## WORK ORDER:
According to the article on backyard chickens below, how do chick sales at Hackett Farm Supply compare with usual March sales?

## TEXT SHOWN:

Start of Block

The hair salon she works at closed the week before, which has given her a lot of time to obsess over her new charges. “I go in there every 15 minutes to make sure the temperature is OK or to hold them,” Ms. Greenwell, 26, said.

She’s an animal lover with a miniature pig, a bearded dragon, two dogs and a cat already living in the household. “You can’t control the world around you but you can control the love you give to your animals,” she said.

Compared with usual chick sales in March, sales at Hackett Farm Supply in Clinton Corners, N.Y., have nearly doubled. “People are willing to take breeds that aren’t their first choice just to get a flock started now,” said Stephanie Spann, the store manager.

Because of concerns about spreading the new coronavirus, the store is open for only one person at a time. People have to wait in line to select their chicks or do curbside pickup, creating a drive-through where instead of getting a Happy Meal, customers take off with a cardboard box of living animals.

The people at Hackett Farm Supply said they had been inundated with calls from prospective chick raisers asking questions like “What do we do?” “Are the chicks really coming in on schedule?” “What do we need to be prepared?”

“It’s like anxious parents preparing for an infant,” Ms. Spann said.

New chicken owners aren’t always prepared to make great lives for chickens. What seems like a great idea when everyone’s at home with plenty of free time won’t be so appealing if or when life returns to normal.

People making last-minute decisions to raise chickens may not know what they’re getting into, which results in cruelty. In one online chicken forum, a woman asked for help after her new chicks started dying. She didn’t know they needed a heat source. (Chicks can’t regulate their temperature until their feathers grow in, which is why they have to be in a brooder with heat or a mother hen to snuggle up with.)

Even with the closing of physical locations of libraries, there are many e-books available on raising backyard chickens, as well as popular forums like BackYardChickens, so newbies can get answers to their questions.

“People should get a coop or outside area prepared for them because the eight weeks they’re inside goes real quick,” Ms. Spann said. “Just be ready. Have the supplies you need before bringing the chicks home.”

“I didn’t know I was jumping on a bandwagon,” said Erin Scheessele, 42, of Corvallis, Ore., of her decision to start a flock of chickens. Her two sons, Simon, 9, and Peter, 11, had been out of school since March 11. “They’ve been asking for chickens for a while,” Ms. Scheessele said.

End of Block

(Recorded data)
Start of Block

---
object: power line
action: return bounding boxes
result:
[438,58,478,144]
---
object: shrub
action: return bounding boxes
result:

End of Block

## SOLUTION BELOW:
They have nearly doubled.